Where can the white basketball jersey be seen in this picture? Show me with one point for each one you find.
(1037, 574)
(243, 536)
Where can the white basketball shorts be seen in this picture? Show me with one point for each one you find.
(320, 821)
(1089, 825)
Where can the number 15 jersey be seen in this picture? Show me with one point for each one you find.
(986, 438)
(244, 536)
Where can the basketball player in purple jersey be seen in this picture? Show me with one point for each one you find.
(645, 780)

※ ※ ※

### BRIEF
Give the entries once more, exactly as they appear.

### RESULT FOR THIS EXERCISE
Where can the white basketball jersey be seen in this picture? Show me with one point for each one you find.
(1037, 574)
(243, 536)
Where can the white basketball shorts be seen in this picture? Show me with one point for each one you find.
(320, 821)
(1089, 825)
Where can the number 15 jersey be seen in this picture? Show me with one point for each one you find.
(986, 438)
(244, 536)
Where can the basketball player in purple jersey be seen in this picture? Show me with one point for each one you find.
(645, 780)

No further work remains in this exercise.